= SUPPLIED TEXT =

Below is a look at the history of the Case-Shiller home price index, which measures the change in housing prices in major US metro areas. From the depths of 2009, we are now solidly in positive rate of price change territory with the recent trajectory pointing straight up. As you already know, what has been occurring in places like the SF Bay Area makes the growth rate numbers below look tame.

The major mainstream media message is clear — housing is back and it’s on fire! Right?

Let’s switch gears for a second away from the “sound bite” media characterizations of the US housing market and look at what have been a number of the key factual historical housing market metrics. In other words, these are factual numbers that characterize current US housing activity. I’ll cut right to the punch line; the character of the residential real estate market in the current cycle is completely different than anything we’ve seen in US economic and housing cycles of the last half century. A bold statement? It really is different this time? Let’s look at the numerical facts.

The following chart is the recorded history of new home sales in the US stretching back literally 50 years. Looking at this data, one might naturally ask, “What housing recovery?” New home sales today in the US are consistent with the bottom of historical recessions of every economic cycle over the last five decades. In fact, four and a half years (length of current economic cycle) into each economic expansion/housing cycle, new home sales were twice what we see today.

In the next chart we see exactly the same rhythm of recovery when we look at the history of new housing starts, again stretching back five decades. We are at a level consistent with recession and cycle bottoms of the last half century. Is this what you expected to see based on the mainstream media coverage of the moment?

Now this is interesting. Historically, the average household has financed housing purchases via longer term mortgage debt. As economic cycles have accelerated, increased jobs and wages have triggered increased housing activity and a natural increase in mortgage applications. The chart below courtesy of Calculated Risk shows us the monthly moving average of mortgage purchase applications from 1990 to present. Not only economic cycles, but also longer term demographics (baby boom generation) explain the upward bias to this historical pattern.

The anomaly in the chart is self-evident — there has been virtually no pickup in mortgage purchase applications since the cycle bottom was seen in mid-2010. This is in spite of a meaningful recovery in home prices. There has not been a housing cycle in memory that wasn’t accompanied by a meaningful increase in mortgage applications. Sheer increase in population alone would support an upward bias to these numbers, but that has been absent over the last three years.

= REQUIRED ACTIONS =
a. In the housing market text, reproduce the passage from "Below is a look" up to and including "below look tame.".
b. For each statement, answer yes or no according to the housing market text, and quote the words from it that settle the answer. (i) The chart of new home sales covers about 50 years. (ii) The chart of mortgage purchase applications begins in 2000. (iii) Mortgage purchase applications have risen sharply since mid-2010.

= GIVEN DATA =
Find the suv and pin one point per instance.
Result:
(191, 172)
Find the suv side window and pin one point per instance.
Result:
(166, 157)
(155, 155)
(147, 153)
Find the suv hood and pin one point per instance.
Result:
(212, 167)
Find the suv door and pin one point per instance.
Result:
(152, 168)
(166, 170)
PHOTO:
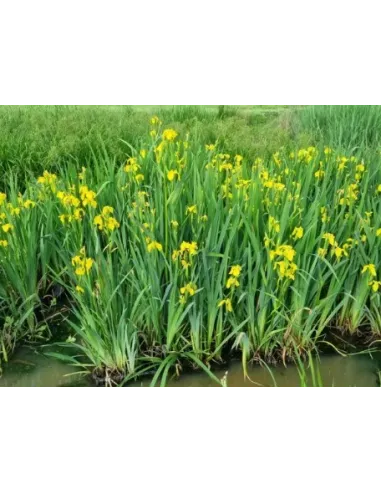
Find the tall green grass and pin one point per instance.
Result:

= WORKED SOLUTIONS =
a.
Below is a look at the history of the Case-Shiller home price index, which measures the change in housing prices in major US metro areas. From the depths of 2009, we are now solidly in positive rate of price change territory with the recent trajectory pointing straight up. As you already know, what has been occurring in places like the SF Bay Area makes the growth rate numbers below look tame.

b.
(i) Yes: "stretching back literally 50 years"
(ii) No: "from 1990 to present"
(iii) No: "there has been virtually no pickup in mortgage purchase applications since the cycle bottom was seen in mid-2010"